EXERCISE PROMPT:
Given the material below, return only the lines starting at the line with "Practice. Locate the white trim" and ending at the line with "[(651, 122), (161, 168), (551, 163)]", exactly as they appear.

[Opening RECORDS PROVIDED section]

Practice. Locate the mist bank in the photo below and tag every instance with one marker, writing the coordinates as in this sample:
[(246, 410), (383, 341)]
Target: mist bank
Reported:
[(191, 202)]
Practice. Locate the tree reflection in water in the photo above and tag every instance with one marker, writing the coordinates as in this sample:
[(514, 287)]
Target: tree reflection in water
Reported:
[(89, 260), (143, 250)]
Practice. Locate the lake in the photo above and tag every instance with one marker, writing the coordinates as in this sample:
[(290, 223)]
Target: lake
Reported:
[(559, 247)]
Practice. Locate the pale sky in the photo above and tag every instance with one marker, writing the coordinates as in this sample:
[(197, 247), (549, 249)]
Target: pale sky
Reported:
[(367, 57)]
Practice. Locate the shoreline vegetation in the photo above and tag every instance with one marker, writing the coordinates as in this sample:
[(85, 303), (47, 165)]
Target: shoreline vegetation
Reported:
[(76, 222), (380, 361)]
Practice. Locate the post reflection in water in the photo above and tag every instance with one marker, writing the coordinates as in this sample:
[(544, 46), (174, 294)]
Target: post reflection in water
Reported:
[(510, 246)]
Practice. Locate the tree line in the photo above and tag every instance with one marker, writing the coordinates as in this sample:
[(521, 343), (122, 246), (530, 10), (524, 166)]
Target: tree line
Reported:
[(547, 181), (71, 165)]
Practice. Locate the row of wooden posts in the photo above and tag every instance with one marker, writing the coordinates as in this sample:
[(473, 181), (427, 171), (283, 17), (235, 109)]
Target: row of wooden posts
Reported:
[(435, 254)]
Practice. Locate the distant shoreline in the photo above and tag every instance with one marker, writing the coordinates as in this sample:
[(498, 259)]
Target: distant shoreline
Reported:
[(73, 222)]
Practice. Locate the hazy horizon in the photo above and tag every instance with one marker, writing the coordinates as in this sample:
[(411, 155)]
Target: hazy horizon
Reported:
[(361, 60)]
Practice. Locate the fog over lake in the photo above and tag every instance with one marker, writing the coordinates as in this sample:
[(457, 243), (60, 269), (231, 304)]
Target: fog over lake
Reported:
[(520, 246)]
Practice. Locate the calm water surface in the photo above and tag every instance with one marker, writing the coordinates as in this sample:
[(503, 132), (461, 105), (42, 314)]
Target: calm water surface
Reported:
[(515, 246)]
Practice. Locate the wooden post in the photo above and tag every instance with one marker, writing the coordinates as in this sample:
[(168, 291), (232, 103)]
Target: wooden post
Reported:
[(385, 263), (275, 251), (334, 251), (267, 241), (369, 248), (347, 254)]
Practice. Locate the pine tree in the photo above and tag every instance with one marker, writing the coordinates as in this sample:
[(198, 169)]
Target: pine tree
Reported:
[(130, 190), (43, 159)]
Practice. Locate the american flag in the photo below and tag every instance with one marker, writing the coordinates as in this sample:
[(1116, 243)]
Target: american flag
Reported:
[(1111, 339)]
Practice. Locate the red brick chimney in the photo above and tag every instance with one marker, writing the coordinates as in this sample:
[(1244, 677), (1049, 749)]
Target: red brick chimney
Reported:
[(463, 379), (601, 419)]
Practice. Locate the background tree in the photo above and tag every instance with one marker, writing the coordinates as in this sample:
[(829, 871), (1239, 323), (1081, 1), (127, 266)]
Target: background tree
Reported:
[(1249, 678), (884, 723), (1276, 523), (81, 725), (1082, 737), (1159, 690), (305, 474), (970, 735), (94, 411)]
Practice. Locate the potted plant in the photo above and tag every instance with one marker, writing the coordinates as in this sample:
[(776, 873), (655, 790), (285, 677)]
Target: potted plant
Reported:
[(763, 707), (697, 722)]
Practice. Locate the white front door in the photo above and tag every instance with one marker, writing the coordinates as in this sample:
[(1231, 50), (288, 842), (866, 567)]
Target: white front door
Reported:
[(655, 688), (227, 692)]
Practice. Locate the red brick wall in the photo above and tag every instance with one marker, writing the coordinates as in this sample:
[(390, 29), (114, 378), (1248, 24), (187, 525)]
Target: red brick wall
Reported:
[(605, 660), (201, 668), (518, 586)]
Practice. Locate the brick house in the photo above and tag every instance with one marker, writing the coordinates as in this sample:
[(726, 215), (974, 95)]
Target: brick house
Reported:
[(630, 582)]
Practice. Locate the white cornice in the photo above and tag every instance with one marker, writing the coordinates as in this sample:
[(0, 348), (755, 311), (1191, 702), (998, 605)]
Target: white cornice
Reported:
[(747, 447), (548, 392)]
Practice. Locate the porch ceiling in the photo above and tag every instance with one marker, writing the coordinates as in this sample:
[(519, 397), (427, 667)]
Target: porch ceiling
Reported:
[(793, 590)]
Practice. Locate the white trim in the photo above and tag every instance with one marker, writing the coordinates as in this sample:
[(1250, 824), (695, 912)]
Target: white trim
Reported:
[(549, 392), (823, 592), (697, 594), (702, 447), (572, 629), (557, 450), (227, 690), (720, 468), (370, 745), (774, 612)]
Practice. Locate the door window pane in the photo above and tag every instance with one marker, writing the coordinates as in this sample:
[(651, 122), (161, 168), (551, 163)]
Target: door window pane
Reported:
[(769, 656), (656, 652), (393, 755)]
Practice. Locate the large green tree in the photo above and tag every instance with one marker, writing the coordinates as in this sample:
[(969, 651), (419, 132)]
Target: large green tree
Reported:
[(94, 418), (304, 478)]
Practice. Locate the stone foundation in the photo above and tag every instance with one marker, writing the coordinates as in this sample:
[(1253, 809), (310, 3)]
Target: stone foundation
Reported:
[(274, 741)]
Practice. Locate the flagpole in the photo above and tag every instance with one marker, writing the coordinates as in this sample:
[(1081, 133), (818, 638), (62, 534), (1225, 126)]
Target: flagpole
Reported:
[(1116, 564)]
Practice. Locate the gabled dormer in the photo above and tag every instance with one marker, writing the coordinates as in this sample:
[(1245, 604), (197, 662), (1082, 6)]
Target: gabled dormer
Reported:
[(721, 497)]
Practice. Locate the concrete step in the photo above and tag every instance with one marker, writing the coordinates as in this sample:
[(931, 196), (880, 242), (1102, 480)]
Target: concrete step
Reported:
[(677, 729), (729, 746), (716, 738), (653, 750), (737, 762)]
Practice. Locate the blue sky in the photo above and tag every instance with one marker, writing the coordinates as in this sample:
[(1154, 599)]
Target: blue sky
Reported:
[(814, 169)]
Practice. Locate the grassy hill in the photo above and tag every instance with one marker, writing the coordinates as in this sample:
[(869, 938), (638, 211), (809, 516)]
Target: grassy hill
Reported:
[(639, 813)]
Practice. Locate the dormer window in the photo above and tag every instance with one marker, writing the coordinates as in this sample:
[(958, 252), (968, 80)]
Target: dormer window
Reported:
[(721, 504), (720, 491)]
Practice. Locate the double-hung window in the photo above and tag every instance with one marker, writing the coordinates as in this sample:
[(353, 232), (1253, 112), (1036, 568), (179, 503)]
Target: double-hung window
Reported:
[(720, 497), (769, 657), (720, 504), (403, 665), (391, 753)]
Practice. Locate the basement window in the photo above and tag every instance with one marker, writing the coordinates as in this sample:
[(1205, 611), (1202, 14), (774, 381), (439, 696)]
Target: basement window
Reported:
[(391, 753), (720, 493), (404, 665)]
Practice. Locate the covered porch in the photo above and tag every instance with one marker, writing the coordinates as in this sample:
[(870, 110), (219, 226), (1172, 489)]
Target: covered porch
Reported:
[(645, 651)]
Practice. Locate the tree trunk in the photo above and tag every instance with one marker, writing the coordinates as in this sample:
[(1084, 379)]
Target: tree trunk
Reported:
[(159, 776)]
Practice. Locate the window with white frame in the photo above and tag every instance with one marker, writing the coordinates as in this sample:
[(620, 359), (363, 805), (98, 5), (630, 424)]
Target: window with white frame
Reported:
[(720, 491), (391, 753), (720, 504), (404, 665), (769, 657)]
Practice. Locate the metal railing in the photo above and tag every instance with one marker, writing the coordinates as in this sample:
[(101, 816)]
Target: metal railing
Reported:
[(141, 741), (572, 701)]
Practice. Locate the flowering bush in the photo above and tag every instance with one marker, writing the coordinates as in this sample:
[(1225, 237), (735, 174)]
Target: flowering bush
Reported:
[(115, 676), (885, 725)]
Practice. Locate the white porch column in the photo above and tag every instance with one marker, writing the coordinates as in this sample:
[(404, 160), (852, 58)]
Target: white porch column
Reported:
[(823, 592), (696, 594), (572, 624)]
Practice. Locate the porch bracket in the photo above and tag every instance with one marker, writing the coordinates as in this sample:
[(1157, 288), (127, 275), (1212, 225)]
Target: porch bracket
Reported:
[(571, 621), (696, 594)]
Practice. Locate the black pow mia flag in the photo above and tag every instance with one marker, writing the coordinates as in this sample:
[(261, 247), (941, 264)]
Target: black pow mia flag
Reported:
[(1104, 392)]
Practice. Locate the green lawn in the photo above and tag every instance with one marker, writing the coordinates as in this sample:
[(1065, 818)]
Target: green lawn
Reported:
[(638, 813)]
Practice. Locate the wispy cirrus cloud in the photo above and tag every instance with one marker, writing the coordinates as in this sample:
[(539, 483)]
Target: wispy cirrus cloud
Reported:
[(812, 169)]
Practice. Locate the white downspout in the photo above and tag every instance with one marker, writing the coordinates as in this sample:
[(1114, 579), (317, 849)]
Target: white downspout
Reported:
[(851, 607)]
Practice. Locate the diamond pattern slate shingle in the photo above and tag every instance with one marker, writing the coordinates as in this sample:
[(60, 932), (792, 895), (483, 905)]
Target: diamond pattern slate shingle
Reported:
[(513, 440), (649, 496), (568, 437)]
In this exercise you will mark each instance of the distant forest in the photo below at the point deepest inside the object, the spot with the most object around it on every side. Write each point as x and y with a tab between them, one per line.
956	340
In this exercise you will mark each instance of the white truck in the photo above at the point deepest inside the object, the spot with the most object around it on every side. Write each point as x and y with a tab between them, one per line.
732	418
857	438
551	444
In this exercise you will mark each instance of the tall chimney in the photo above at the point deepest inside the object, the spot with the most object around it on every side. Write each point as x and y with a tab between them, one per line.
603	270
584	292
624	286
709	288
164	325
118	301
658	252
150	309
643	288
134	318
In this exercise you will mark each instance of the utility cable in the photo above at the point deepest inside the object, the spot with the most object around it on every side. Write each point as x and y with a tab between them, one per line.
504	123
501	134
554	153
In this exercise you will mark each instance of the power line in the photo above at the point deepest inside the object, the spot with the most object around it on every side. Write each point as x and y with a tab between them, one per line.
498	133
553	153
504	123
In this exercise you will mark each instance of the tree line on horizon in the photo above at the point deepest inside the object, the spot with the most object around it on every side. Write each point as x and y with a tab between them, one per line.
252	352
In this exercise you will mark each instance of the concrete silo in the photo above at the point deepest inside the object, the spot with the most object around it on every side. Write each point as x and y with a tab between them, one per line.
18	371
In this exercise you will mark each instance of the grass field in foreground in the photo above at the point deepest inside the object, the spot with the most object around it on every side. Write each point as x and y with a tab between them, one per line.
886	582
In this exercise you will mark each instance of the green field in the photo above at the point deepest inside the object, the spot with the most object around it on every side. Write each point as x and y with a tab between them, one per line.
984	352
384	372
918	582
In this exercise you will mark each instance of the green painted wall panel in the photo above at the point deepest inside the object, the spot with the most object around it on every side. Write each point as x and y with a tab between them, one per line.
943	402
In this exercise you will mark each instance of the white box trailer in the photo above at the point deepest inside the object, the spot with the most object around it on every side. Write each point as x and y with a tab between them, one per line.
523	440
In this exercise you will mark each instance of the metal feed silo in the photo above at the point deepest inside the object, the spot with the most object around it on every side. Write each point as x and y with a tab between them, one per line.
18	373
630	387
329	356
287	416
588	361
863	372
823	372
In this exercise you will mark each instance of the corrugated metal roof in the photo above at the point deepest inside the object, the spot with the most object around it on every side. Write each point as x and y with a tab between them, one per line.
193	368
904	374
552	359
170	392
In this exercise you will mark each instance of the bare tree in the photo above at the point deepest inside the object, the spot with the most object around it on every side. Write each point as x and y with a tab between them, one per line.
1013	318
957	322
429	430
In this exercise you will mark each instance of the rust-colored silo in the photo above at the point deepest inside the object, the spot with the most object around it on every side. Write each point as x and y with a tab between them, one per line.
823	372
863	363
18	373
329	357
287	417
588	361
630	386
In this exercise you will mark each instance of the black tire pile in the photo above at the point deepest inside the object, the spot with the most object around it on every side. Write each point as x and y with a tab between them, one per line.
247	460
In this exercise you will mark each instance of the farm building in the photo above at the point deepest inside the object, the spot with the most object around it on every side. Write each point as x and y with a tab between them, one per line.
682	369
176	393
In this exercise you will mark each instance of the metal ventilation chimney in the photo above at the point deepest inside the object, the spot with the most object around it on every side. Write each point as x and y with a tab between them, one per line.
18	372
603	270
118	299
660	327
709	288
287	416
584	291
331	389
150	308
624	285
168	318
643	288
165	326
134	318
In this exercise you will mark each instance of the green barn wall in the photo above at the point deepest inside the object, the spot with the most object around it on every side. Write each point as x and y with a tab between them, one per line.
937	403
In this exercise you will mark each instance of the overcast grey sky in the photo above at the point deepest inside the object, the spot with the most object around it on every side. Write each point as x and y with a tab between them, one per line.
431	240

[Closing RECORDS PROVIDED section]

EXERCISE RESPONSE:
Practice. Locate the white trim in the photo above and tag every instance with one marker, writing the coordinates as in this sample:
[(1250, 824), (695, 912)]
Target: white trim
Reported:
[(549, 392), (823, 592), (697, 594), (702, 447), (572, 629), (557, 450), (227, 690), (720, 468), (370, 745), (774, 612)]
Practice. Locate the door window pane in the photo above and tag every instance with one marker, writing the coordinates as in this sample:
[(651, 122), (161, 168), (551, 163)]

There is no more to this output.